◆ TASK DIRECTIONS ◆
In the thread below about turning off indented code blocks, list each distinct node type name that appears in the tree printouts from CommonMark.ast_dump.

◆ DOCUMENT ◆
Closed tlienart closed 3 years ago
be able to ignore the conversion of indented blocks
The spec does bake-in a little bit with regards to indentation as far as I know, but on trying to disable indented code it doesn't appear to break much. So might be possible to achieve that fairly easily.
julia> p = CommonMark.Parser();
julia> text =
"""
indented
"""
" indented\n"
julia> ast = CommonMark.parse(p, text)
Node(CommonMark.Document)
julia> CommonMark.ast_dump(ast)
Document
CodeBlock
"indented\n"
julia> pop!(p.block_starts)
indented_code_block (generic function with 1 method)
julia> ast = CommonMark.parse(p, text)
Node(CommonMark.Document)
julia> CommonMark.ast_dump(ast)
Document
Paragraph
Text
"indented"
Whether disabling it causes odd behaviour elsewhere I couldn't say for certain just yet. Would be worth trying out though.
I would absolutely love to get rid of indented code blocks completely from the syntax, but alas that's never going to be a realistic goal, it makes parsing quite a bit more complex than it needs to be. https://johnmacfarlane.net/beyond-markdown.html was good reading while putting this package together.
(minor thing)
{{...}}
are converted by the Markdown module into html entities
Those aren't converted. I thought for a moment that I might have implemented that wrong, but babelmark doesn't either if I'm not mistaken.
If those are the things you'd need to get going then you might have some success, hopefully!
Thanks for the code, awesome I look forward to trying this out over the weekend :)
Sorry for briefly re-opening this, the trick you suggested does not work anymore but this:
CommonMark.indented_code_block(::CommonMark.Parser, ::CommonMark.Node) = 0
seems to work fine. It preserves base markdown formatting that happens in the indentation for instance:
julia> p = CommonMark.Parser();
julia> t = """
ab **and**
cd
ef **gh**
foo `bb`
bar
end"""
"ab **and**\n\n cd\n ef **gh**\n foo `bb`\n bar\n\nend"
julia> CommonMark.ast_dump(p(t))
Document
Paragraph
Text
"ab "
Strong
Text
"and"
Paragraph
Text
"cd"
SoftBreak
""
Text
"ef "
Strong
Text
"gh"
SoftBreak
""
Text
"foo "
Code
"bb"
SoftBreak
""
Text
"bar"
Paragraph
Text
"end"
apart from the fact that it's a dirty trick, do you see anything that could go terribly wrong from the CommonMark.jl perspective if I use this? thanks!

Named-object pointing lines
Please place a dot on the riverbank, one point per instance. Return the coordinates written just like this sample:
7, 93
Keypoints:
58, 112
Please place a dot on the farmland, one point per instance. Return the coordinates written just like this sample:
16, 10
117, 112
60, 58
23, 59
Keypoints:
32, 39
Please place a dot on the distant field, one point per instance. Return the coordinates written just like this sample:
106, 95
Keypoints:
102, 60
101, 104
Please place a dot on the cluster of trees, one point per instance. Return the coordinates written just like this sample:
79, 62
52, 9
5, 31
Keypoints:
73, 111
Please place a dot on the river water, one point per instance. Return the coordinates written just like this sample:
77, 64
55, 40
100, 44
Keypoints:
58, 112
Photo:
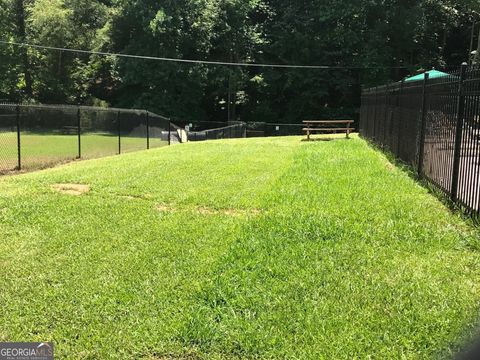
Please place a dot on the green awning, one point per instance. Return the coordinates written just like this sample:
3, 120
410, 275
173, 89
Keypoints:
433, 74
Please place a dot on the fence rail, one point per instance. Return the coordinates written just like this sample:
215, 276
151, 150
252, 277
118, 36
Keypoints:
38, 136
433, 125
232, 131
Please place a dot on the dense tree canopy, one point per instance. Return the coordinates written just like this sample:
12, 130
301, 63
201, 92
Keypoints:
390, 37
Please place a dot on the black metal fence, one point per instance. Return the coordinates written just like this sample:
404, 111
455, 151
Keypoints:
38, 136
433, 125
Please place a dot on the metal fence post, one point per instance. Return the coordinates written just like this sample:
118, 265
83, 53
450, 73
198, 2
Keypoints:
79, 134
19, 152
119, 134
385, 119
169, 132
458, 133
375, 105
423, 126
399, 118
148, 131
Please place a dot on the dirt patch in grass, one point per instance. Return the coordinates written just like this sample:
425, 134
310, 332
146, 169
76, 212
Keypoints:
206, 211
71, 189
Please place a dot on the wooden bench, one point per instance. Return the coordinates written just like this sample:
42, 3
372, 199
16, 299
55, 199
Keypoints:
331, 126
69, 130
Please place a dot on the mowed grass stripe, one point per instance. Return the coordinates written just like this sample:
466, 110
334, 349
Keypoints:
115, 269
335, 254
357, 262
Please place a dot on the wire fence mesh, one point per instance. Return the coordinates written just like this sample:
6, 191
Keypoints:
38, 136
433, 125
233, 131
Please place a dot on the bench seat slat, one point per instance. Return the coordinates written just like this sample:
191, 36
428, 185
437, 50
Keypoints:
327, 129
* * *
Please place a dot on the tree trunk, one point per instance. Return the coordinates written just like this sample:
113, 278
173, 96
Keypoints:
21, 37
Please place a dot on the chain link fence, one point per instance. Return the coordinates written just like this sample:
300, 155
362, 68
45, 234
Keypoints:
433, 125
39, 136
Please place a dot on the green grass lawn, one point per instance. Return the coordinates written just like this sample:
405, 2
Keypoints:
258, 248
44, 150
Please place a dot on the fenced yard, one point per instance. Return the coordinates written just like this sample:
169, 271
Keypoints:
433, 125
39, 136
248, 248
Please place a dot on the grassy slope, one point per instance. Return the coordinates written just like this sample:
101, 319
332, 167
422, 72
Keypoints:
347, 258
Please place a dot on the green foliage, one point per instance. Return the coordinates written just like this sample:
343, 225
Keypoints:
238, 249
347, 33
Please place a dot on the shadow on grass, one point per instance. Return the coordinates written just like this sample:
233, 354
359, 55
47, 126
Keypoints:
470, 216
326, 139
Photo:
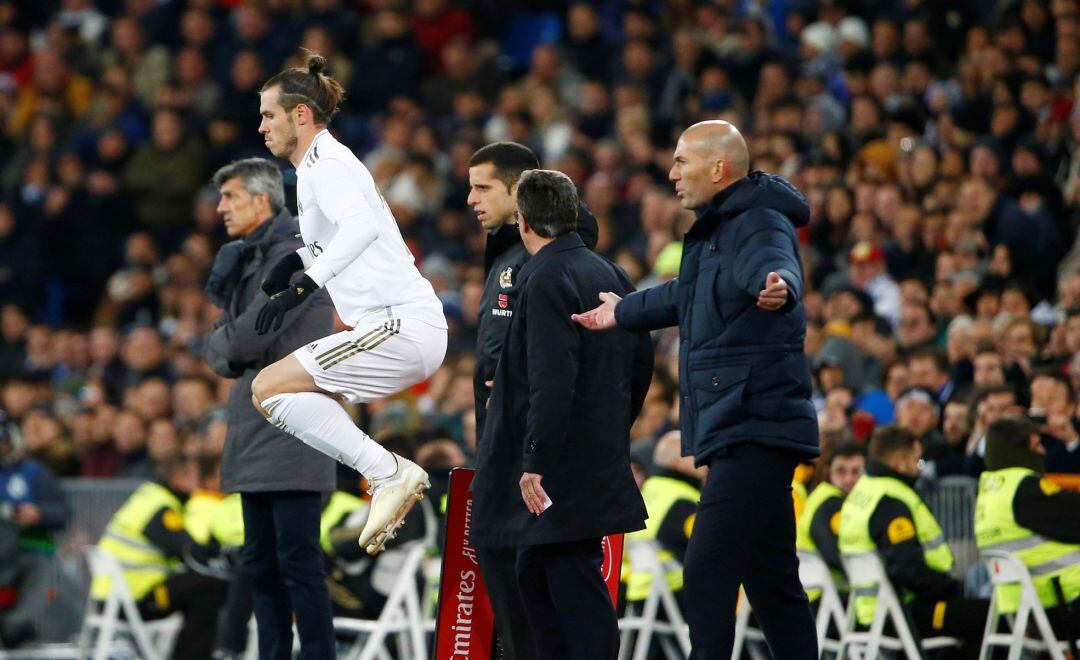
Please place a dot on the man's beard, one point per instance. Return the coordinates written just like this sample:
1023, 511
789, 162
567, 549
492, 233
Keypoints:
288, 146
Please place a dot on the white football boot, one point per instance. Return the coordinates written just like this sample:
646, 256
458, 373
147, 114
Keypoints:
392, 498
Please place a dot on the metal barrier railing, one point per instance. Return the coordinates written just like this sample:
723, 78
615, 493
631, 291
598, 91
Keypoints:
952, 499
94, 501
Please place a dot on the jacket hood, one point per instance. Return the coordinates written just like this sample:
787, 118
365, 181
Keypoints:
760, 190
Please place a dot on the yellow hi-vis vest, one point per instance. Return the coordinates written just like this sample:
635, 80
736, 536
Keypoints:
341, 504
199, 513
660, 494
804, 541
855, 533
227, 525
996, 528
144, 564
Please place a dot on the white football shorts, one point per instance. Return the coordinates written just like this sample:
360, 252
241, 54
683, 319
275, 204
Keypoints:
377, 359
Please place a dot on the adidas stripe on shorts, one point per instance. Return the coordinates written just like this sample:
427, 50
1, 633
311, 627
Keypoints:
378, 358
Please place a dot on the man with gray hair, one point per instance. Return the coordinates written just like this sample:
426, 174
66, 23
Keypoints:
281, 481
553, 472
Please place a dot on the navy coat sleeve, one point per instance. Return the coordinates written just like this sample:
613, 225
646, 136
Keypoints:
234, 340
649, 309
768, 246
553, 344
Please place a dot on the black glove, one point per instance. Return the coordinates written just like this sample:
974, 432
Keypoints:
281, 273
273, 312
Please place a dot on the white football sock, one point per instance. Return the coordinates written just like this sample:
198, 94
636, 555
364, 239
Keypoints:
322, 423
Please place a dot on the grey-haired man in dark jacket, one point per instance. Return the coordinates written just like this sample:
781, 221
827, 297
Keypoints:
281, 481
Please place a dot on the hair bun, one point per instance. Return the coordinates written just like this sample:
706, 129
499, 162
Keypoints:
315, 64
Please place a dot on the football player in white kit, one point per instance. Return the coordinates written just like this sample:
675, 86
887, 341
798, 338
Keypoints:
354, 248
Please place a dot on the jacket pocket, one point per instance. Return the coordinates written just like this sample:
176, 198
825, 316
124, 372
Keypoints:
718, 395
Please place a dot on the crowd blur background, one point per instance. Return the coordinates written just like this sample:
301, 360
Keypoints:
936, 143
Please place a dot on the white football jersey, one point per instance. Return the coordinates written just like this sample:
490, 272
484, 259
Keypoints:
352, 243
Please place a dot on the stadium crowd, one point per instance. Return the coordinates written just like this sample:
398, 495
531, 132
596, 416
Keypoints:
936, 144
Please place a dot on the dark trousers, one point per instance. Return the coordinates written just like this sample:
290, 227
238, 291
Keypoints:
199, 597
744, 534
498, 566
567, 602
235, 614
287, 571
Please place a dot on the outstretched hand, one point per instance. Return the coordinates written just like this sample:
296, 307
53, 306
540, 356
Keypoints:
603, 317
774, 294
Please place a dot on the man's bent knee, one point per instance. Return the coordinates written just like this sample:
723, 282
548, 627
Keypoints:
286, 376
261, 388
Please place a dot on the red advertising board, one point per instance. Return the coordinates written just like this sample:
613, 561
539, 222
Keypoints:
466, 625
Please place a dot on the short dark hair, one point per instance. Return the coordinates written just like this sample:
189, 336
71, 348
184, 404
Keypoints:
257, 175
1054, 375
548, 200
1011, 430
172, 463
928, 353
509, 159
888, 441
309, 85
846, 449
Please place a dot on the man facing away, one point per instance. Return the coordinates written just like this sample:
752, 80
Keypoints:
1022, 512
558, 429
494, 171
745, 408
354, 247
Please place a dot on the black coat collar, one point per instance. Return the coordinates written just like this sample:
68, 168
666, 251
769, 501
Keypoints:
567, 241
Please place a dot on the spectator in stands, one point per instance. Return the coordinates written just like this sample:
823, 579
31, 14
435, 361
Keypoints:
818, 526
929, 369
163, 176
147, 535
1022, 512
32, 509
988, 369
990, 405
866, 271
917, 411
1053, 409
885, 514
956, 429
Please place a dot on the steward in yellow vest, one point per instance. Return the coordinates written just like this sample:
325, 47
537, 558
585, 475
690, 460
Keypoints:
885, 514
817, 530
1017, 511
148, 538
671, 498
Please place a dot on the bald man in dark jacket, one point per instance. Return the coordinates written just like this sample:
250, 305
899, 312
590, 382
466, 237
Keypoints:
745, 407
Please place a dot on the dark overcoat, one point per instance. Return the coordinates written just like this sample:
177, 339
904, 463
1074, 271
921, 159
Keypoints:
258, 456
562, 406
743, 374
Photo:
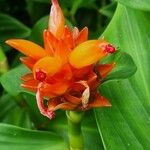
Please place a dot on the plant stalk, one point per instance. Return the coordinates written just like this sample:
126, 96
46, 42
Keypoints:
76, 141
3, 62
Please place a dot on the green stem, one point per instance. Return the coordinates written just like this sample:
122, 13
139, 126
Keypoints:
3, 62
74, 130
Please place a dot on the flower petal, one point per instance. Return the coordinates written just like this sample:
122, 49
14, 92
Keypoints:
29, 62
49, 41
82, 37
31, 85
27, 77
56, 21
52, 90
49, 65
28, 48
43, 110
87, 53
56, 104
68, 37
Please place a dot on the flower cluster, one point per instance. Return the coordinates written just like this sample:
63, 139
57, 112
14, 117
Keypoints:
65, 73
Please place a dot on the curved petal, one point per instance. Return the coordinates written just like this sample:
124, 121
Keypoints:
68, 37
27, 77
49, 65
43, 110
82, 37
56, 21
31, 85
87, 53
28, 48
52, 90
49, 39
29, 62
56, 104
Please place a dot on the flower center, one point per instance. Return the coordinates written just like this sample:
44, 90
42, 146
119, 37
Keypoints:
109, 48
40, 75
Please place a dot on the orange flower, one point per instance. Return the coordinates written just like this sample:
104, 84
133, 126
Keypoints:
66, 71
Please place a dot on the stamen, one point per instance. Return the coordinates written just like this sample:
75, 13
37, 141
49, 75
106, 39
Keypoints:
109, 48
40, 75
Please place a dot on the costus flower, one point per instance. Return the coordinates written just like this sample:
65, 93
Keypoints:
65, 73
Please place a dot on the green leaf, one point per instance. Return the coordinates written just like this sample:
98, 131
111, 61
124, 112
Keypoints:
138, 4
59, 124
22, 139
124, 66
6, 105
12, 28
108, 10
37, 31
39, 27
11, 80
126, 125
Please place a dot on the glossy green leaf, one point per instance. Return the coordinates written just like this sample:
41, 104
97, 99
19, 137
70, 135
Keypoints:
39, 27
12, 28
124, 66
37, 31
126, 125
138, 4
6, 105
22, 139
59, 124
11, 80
==
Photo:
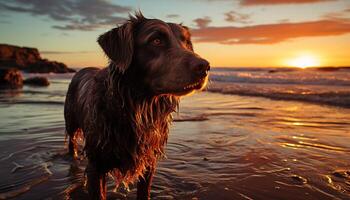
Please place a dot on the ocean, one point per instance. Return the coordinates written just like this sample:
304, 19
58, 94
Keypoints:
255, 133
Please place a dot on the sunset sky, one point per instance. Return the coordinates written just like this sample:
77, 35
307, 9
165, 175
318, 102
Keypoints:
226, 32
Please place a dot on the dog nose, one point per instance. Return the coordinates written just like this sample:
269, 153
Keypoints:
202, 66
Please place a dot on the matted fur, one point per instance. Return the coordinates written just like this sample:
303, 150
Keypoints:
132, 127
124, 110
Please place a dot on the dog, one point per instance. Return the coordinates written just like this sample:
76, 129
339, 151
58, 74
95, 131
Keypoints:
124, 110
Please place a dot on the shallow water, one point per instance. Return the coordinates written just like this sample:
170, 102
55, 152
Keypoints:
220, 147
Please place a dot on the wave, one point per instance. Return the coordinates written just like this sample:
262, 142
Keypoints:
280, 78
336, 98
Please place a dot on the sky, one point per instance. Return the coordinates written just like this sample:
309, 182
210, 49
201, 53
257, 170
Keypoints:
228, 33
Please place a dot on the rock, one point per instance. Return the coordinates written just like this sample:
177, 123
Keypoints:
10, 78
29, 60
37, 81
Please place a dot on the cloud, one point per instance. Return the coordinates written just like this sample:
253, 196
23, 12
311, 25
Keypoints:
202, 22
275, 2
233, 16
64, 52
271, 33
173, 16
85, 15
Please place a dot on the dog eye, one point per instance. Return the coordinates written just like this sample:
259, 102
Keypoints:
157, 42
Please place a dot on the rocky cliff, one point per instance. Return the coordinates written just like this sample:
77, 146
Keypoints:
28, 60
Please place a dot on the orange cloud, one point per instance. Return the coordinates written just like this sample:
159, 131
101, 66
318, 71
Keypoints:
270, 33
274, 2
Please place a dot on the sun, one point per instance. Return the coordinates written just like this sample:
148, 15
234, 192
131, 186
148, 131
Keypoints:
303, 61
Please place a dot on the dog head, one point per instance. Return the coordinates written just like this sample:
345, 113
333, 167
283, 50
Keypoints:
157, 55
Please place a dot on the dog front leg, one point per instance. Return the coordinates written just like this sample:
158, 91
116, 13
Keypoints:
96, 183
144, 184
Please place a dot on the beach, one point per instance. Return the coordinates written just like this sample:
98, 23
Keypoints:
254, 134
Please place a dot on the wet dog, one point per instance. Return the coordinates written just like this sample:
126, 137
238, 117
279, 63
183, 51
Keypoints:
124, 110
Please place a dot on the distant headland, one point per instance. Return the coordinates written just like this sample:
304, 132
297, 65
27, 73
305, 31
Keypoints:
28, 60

◆ COMPLETE OUTPUT ◆
Document, CodeBlock, Paragraph, Text, Strong, SoftBreak, Code